**Instructions to follow**: Repeat the lines beginning at the one with "Confirm every instance of the roof in" and running to the end of the material, keeping the first and last of them, exactly as they appear.

**Supplied material**:
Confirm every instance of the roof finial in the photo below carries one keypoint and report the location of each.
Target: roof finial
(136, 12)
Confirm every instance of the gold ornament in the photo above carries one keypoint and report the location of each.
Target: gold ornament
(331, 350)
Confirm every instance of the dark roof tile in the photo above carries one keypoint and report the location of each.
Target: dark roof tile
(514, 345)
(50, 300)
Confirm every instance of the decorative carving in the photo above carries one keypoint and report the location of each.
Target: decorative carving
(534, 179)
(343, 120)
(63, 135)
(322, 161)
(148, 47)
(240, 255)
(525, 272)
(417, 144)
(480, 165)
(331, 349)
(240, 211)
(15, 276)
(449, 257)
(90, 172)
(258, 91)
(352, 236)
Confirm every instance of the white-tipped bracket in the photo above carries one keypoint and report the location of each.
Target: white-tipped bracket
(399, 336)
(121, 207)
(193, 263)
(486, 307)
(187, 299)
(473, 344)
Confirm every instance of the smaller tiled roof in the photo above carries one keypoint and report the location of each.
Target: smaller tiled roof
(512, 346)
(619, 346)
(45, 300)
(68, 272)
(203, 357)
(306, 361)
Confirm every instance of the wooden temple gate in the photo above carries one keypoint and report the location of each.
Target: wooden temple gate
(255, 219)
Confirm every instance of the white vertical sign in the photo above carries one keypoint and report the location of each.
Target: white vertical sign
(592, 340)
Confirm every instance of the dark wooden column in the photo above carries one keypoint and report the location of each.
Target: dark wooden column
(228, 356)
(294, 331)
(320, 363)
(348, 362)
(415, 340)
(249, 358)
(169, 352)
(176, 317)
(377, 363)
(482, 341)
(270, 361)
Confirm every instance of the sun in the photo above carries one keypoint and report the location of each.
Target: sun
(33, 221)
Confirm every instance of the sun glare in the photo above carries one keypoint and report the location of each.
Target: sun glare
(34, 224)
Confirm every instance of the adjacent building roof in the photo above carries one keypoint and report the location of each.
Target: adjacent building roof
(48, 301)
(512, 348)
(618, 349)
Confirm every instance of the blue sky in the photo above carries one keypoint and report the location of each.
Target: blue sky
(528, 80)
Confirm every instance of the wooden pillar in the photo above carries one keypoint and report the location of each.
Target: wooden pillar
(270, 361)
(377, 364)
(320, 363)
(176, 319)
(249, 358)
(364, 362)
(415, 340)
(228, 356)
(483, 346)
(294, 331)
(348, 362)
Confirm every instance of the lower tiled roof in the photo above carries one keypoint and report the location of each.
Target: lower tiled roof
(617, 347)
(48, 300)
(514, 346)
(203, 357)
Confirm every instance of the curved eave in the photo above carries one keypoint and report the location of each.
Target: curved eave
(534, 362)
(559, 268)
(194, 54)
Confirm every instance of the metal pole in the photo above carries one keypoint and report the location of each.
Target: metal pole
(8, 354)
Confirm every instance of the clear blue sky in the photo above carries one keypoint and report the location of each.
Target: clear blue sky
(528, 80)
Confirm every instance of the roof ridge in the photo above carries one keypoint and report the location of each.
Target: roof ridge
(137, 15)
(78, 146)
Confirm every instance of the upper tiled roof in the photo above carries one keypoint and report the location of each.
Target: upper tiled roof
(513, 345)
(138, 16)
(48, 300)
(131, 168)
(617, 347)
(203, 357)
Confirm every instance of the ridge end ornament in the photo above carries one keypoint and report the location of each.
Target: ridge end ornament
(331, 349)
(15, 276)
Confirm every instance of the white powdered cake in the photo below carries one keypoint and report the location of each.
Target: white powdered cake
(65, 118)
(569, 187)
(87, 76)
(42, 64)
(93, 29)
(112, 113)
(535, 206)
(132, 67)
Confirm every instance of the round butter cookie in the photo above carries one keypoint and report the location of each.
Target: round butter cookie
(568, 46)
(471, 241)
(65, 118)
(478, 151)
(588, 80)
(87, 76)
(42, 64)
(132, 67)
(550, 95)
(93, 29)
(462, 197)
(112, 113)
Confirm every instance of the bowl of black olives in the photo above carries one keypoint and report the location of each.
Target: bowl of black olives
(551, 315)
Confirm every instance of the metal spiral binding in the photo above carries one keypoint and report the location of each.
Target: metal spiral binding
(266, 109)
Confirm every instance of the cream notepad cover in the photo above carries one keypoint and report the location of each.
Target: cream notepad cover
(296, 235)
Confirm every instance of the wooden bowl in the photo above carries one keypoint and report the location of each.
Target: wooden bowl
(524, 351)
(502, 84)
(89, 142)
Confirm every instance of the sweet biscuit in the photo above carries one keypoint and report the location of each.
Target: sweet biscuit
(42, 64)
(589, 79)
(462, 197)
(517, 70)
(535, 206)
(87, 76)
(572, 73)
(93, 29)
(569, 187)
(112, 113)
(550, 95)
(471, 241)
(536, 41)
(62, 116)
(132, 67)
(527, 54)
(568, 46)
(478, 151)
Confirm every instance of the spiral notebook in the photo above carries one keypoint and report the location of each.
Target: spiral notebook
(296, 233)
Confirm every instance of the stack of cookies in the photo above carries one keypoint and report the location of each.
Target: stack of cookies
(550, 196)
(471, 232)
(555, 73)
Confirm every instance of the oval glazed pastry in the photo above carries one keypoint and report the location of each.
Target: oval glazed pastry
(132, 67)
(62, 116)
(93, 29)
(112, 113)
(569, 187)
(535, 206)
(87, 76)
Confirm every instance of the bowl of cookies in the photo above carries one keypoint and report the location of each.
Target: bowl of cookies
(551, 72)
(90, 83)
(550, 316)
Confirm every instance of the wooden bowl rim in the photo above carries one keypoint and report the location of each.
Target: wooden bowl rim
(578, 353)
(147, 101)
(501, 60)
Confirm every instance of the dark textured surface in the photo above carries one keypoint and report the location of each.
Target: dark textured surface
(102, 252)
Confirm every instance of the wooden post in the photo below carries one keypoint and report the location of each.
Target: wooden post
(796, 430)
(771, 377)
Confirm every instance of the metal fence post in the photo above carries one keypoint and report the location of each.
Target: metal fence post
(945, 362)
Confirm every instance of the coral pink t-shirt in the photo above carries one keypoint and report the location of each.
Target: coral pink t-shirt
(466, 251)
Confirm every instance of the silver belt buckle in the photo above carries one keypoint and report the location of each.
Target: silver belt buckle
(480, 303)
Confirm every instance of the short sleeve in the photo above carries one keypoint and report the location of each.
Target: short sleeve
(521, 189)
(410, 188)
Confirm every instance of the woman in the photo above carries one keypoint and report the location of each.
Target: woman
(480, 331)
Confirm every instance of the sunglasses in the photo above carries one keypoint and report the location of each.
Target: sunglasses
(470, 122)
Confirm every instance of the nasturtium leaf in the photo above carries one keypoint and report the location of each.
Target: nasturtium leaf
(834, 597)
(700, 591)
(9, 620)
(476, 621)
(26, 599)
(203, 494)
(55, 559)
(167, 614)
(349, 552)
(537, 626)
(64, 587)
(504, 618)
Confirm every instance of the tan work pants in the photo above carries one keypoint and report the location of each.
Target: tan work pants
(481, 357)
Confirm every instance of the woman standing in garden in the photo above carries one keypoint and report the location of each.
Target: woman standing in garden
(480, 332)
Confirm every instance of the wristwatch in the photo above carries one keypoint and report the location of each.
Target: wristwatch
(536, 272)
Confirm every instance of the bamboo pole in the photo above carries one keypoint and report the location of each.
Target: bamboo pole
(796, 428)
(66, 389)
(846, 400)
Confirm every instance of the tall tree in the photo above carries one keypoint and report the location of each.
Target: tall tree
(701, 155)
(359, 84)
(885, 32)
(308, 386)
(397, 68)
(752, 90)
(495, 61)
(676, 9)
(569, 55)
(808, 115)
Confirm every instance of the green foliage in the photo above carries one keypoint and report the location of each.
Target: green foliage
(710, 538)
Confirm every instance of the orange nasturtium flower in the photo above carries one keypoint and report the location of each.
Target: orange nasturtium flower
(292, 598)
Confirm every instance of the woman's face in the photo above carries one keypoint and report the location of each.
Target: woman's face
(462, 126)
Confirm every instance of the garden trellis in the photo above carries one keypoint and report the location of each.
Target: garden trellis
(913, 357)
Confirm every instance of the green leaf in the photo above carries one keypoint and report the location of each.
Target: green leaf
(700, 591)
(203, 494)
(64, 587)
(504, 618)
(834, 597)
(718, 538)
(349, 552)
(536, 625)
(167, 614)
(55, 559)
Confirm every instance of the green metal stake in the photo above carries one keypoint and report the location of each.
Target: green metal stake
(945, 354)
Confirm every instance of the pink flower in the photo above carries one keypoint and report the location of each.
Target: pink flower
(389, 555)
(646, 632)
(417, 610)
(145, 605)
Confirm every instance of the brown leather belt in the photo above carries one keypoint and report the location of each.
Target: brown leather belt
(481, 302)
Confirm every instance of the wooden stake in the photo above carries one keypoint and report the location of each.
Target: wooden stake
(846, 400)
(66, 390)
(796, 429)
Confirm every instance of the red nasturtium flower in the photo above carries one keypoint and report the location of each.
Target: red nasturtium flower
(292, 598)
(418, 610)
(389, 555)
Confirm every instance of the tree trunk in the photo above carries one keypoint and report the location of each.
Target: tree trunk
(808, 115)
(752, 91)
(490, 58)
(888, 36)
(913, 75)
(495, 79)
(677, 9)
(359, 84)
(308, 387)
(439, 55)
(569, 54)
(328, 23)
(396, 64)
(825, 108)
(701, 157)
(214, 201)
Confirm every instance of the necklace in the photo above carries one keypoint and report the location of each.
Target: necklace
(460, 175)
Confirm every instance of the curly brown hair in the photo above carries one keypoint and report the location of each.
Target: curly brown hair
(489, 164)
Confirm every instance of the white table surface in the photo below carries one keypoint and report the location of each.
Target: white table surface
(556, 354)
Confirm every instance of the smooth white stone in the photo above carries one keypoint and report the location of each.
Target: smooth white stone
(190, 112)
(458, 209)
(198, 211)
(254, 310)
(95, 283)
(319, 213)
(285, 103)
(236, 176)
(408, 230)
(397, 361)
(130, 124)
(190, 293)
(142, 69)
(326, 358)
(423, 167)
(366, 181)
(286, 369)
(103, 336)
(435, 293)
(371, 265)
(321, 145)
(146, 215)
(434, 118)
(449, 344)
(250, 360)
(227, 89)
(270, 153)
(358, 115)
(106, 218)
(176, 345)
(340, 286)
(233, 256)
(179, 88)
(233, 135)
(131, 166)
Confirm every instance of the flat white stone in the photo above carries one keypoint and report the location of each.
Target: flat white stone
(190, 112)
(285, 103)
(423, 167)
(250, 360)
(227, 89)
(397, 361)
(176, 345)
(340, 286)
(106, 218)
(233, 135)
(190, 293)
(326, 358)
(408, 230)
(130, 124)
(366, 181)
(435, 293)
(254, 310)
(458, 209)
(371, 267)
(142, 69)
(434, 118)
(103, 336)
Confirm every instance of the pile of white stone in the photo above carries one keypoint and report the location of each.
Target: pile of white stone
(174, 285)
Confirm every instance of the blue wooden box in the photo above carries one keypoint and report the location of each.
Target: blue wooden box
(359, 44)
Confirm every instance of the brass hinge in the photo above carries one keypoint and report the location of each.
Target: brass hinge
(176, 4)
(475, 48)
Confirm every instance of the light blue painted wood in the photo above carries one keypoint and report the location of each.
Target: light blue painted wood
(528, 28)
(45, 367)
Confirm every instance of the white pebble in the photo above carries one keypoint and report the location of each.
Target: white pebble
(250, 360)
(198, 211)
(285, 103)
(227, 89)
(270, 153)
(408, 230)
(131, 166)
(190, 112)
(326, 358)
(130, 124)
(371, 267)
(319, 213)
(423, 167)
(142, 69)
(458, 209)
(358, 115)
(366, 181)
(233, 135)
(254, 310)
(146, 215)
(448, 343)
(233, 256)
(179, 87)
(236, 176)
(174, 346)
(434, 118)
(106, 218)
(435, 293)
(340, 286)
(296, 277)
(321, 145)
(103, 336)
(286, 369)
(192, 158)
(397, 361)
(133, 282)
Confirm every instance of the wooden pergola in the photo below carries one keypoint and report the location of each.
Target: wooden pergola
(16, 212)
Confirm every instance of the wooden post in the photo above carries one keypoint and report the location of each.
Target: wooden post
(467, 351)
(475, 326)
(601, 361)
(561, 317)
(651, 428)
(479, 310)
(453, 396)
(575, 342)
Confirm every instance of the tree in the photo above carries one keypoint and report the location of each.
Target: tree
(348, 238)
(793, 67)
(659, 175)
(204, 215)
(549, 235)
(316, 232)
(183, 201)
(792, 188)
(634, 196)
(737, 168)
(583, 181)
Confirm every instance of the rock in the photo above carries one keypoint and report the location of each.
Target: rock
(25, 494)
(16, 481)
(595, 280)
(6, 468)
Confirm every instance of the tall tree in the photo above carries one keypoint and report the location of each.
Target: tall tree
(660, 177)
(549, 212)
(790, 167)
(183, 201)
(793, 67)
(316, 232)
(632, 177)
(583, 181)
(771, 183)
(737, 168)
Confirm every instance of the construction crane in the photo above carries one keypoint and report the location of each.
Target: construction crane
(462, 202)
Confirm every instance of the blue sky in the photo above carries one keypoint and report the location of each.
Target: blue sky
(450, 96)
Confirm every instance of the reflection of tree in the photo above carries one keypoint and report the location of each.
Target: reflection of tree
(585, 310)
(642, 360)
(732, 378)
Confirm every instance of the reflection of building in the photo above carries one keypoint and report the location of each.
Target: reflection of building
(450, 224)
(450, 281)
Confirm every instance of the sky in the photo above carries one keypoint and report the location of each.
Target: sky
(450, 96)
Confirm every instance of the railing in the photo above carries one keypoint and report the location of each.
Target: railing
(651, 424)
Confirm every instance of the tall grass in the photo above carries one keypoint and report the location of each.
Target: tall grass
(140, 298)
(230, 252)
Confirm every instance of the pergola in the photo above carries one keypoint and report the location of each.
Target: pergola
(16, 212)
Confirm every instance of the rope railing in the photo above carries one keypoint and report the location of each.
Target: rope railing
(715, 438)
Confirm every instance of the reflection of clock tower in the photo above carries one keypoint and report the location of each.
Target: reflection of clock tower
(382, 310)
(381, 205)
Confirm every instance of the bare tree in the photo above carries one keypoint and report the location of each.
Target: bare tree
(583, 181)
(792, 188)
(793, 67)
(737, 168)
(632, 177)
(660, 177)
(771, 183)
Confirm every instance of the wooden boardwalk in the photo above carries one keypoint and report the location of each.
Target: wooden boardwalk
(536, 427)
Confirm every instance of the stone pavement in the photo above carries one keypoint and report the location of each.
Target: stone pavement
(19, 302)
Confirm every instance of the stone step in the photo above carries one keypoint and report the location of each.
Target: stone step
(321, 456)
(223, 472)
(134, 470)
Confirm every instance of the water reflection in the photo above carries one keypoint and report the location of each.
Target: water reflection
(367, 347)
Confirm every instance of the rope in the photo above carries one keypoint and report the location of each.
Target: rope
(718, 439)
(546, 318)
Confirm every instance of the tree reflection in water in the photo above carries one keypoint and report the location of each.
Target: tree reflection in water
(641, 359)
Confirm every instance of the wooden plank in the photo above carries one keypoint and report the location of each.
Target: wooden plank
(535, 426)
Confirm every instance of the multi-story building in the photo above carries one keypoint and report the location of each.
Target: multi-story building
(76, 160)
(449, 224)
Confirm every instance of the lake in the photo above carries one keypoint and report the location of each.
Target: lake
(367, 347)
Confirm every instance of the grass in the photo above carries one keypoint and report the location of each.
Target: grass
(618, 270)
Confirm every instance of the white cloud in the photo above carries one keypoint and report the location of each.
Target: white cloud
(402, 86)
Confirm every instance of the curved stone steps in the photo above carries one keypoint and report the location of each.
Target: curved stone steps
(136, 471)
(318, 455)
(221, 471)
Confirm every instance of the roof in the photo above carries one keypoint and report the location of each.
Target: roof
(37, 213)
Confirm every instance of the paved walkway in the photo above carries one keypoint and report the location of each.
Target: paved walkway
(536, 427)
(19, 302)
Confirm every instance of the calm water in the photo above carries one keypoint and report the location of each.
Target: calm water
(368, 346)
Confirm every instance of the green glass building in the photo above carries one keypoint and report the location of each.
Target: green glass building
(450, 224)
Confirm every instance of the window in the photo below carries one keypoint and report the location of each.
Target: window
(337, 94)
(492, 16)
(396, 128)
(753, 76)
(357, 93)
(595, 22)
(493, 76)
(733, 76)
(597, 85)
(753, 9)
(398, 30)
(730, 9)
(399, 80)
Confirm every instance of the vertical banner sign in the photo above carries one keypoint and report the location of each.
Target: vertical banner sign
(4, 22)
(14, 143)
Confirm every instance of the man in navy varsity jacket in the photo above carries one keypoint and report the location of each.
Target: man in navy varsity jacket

**Response for this exercise**:
Confirm every instance of the roof in the photo above carries one keypoint and report the location of each.
Target: roof
(37, 213)
Confirm every instance of the paved walkway in the photo above carries one keypoint and report the location of each.
Target: paved walkway
(536, 427)
(19, 302)
Confirm every instance of the calm water in the photo above carries one keypoint and report the location of each.
Target: calm water
(368, 346)
Confirm every instance of the green glass building in the photo above carries one keypoint and report the location of each.
Target: green glass building
(450, 224)
Confirm every instance of the window in the photo below carries one keypoint and report the location of each.
Target: window
(337, 94)
(492, 16)
(396, 128)
(753, 76)
(357, 93)
(595, 22)
(493, 76)
(733, 76)
(597, 85)
(753, 9)
(398, 30)
(730, 9)
(399, 80)
Confirm every instance of the vertical banner sign in the photo above carries one keypoint and report the location of each.
Target: vertical banner sign
(4, 22)
(14, 143)
Confirm every instance of the man in navy varsity jacket in the photo above carries one keypoint and report the location of each.
Target: man in navy varsity jacket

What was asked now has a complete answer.